━━━ Testo scelto
24 luglio 2019

Recensione, Anna Édes di Dezső Kosztolányi

Che bello quando si deve recensire un romanzo che ti è piaciuto. Lo si fa davvero a cuor leggero, senza patemi, senza "Oddio, ma sarò stata abbastanza diplomatica? Avrò offeso qualcuno?". Solitamente sì, ho offeso qualcuno (sempre in modo bonario, giuro!), ma oggi il mio unico pensiero è quello di rendere giustizia a un grande classico ungherese. Forse non ci riuscirò, forse non sarò all'altezza, ma in ogni caso sappiate che ve lo consiglio ;)

Anna Édes di Dezső Kosztolányi

| Anfora Edizioni, 2018 (2° ed.) | pag. 272 |

Nel tumultuoso periodo del primo dopoguerra ungherese, tra rivoluzioni e controrivoluzioni, in un tranquillo quartiere di Budapest, una famiglia borghese e benestante assume una giovane cameriera, Anna. Il quotidiano sembrerebbe procedere sereno se non fosse che lentamente la dura condizione di serva corrode l'animo docile e benevolente della ragazza, che si trova persino sedotta e abbandonata da un membro della famiglia. Per i padroni il culmine sarà inatteso e disgraziato.
Era da tanto che non leggevo un classico, l'ultimo è stato Noi di Evgenij Zamjatin nel 2017, lettura non semplice ma necessaria per un'amante come me della distopia, ma Dezső Kosztolányi mi ha ricordato che non tutti i romanzi dei primi Novecento sono stilisticamente complessi e tediosi, anzi.
Anna Édes è scorrevole, pungente, moderno e in qualche modo destabilizzante. I tempi sono un po' dilatati questo va detto, per le prime cento pagine succede poco o niente, eppure la curiosità di sapere cosa si cela dietro al mondo artefatto che racconta l'autore avrà sicuramente la meglio.

Siamo nel 1919, l'Ungheria sta attraversando un momento politico e sociale non semplice, il comunismo non ha retto che pochi mesi, ma in un clima di tensione che culmina con l'invasione dei romeni l'unico pensiero delle donne appartenenti alla classe borghese sembra essere solo uno: avere la domestica perfetta.
"La compagnia delle serve è comoda per le padrone quanto l'amore delle ragazze di strada per gli uomini. Nel momento in cui non servono più possono essere mandate via."
La signora Vizy infatti, mentre il marito si occupa di affari (e forse anche dell'amante, ma chi se ne frega), licenzia la sua domestica (era svogliata e troppo "allegra") e fa di tutto per portarsi in casa Anna Édes, una ragazza di diciannove anni, mite, diligente e coscienziosa che si rivelerà essere la cameriera esemplare. Di religione cattolica, pulita, discreta, abituata a mangiare poco pur lavorando instancabilmente, Anna Édes sarà l'orgoglio dell'Illustrissima e l'invidia di tutti i condomini, finché non entrerà in scena Jancsi, nipote dei Vizy, un giovane di mondo, pigro e licenzioso, più propenso a feste e corteggiamenti che al lavoro. Quando i suoi occhi cadranno sulla povera Anna l'apparente equilibrio della casa inizierà a vacillare e un tragico quanto inaspettato finale farà calare il sipario su quella che sembrava una semplice commedia invece è molto di più.
━━━━━━
━━━ Materiale fornito
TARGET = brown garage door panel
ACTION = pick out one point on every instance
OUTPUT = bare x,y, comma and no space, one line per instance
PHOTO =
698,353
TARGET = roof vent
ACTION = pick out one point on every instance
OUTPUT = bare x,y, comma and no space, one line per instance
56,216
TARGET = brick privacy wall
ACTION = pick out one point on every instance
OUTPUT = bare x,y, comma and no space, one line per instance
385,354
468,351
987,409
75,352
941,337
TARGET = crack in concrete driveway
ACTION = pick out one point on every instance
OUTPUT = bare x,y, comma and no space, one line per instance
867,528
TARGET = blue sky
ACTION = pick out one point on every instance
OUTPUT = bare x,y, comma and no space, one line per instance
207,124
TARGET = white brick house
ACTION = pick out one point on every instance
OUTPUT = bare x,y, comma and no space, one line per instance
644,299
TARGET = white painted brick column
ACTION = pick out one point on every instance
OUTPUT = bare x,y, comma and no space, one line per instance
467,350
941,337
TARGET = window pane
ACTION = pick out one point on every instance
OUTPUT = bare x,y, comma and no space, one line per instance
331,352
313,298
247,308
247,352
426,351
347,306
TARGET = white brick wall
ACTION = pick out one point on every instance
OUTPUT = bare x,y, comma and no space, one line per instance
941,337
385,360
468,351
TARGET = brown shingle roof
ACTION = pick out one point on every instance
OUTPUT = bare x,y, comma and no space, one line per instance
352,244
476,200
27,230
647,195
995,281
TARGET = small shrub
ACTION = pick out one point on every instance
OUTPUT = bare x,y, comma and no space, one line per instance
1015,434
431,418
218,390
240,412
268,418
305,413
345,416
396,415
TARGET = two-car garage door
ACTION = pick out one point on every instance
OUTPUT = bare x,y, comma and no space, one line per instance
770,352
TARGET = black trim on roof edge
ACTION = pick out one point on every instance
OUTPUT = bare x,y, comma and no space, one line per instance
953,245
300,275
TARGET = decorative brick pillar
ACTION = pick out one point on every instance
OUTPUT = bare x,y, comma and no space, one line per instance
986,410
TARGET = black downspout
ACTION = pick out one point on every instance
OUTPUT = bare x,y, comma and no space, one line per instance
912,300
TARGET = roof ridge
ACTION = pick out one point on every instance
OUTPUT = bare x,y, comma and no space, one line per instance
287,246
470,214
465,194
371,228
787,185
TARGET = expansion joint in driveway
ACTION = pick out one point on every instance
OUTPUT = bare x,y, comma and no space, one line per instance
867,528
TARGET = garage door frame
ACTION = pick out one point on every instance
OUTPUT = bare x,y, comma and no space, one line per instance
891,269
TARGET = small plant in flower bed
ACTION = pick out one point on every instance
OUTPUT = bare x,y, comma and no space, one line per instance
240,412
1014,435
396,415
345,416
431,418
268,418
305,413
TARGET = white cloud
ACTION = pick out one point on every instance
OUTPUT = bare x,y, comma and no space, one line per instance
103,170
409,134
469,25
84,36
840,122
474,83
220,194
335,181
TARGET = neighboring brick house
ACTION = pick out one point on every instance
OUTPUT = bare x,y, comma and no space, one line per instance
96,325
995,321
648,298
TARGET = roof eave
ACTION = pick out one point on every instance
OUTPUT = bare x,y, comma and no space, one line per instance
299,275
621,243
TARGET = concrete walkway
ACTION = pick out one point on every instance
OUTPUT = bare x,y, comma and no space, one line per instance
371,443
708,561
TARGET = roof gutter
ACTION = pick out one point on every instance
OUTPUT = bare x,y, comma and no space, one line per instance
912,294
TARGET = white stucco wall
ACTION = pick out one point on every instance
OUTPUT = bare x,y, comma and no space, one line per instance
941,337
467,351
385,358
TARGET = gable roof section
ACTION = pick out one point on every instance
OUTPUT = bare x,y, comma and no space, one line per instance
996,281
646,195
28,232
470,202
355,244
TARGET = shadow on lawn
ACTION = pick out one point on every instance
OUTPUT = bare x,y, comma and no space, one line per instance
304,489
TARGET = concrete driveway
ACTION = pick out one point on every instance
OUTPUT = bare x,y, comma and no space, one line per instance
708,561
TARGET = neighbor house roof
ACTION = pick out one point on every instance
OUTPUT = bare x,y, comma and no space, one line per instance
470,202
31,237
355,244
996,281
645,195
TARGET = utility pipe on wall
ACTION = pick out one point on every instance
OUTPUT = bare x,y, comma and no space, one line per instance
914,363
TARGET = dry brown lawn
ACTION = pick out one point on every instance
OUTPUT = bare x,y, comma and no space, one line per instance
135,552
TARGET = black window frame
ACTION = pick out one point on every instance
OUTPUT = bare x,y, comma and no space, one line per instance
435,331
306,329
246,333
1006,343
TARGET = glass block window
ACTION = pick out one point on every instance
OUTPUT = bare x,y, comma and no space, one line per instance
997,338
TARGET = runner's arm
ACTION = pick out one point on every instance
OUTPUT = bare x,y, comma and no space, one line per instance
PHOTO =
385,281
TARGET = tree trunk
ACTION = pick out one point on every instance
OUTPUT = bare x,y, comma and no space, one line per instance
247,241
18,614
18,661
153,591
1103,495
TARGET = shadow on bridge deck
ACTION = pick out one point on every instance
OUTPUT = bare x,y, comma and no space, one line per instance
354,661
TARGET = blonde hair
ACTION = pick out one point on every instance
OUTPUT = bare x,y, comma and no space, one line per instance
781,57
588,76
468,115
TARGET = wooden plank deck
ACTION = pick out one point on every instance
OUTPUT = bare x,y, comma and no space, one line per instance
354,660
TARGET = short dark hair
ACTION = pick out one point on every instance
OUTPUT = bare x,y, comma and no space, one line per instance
━━━━━━
Consegna 1> Secondo la recensione di Anna Édes, quanti anni ha la protagonista?
Consegna 2> Estrai dalle voci tutte le righe che contengono la parola "shadow", tenendo conto di maiuscole e minuscole.

Soluzione completa 1> Diciannove anni.

Soluzione completa 2>
TARGET = shadow on lawn
TARGET = shadow on bridge deck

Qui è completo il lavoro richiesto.